**What you are asked to do:** Write out the whole listing, matching it exactly.

**Source data:**
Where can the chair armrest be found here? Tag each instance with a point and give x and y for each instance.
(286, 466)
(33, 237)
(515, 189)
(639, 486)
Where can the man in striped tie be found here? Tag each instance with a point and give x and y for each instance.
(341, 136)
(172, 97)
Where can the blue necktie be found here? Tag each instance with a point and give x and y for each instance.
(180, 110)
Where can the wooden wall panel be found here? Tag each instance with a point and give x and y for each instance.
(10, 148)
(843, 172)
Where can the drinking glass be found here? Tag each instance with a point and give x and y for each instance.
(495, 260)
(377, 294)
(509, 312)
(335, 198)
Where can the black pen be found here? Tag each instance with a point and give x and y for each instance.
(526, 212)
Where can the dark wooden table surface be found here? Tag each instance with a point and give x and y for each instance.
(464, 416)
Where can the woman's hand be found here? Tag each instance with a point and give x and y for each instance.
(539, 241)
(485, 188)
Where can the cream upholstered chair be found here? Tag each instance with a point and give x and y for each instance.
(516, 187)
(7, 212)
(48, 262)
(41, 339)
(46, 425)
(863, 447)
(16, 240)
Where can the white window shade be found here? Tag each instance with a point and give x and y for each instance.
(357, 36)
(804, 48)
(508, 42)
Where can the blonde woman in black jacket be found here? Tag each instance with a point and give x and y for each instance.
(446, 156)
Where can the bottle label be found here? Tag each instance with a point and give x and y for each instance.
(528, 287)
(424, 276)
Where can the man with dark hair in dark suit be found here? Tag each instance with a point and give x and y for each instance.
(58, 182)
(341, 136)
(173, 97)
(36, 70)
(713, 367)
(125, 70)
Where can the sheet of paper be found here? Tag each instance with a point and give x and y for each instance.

**Solution to this task:**
Where can the chair armrest be found here? Tag each instance with a point and give x and y for each instance.
(286, 466)
(33, 237)
(515, 189)
(639, 486)
Where can the man in striped tie be found here? Tag each instance with a point and give x and y for each instance.
(341, 136)
(172, 97)
Where can the blue necktie be found here? Tag each instance with a point and give x and y for each instance.
(180, 110)
Where can the wooden wall panel be found here? Tag each instance with a point and give x and y for each instance.
(10, 148)
(843, 172)
Where can the drinking glass be found here? Tag each instance with a point and give x and y for each instance.
(495, 260)
(377, 294)
(509, 312)
(335, 198)
Where can the black pen be found here? Tag each instance with a point and give x and y for each instance.
(526, 212)
Where can the dark wooden table surface be found here? Tag each instance with a point and give x and y for each instance.
(464, 416)
Where can the woman's hand be found here? Tag each instance with a point and give x and y for each instance.
(539, 241)
(485, 188)
Where can the cream upholstered chair be found here? Tag each instance with a point and give x and y for each instance.
(516, 187)
(7, 212)
(48, 262)
(41, 339)
(46, 425)
(863, 447)
(16, 240)
Where can the white window shade be found here? Tag each instance with a point and give x and y for each instance.
(357, 36)
(804, 48)
(508, 42)
Where can the blonde woman in black jacket be found here? Tag each instance with a point and give x and y for each instance.
(446, 156)
Where can the bottle label be found here? Tag each instance with a point and give x and y for each instance.
(528, 287)
(424, 276)
Where can the man with dark hair in dark suit be found here? Tag each instance with a point and give x and y for each instance.
(58, 182)
(341, 136)
(173, 97)
(36, 70)
(713, 367)
(125, 70)
Where can the sheet of paper be found here? Tag each instance with a point and give x and y for each instance.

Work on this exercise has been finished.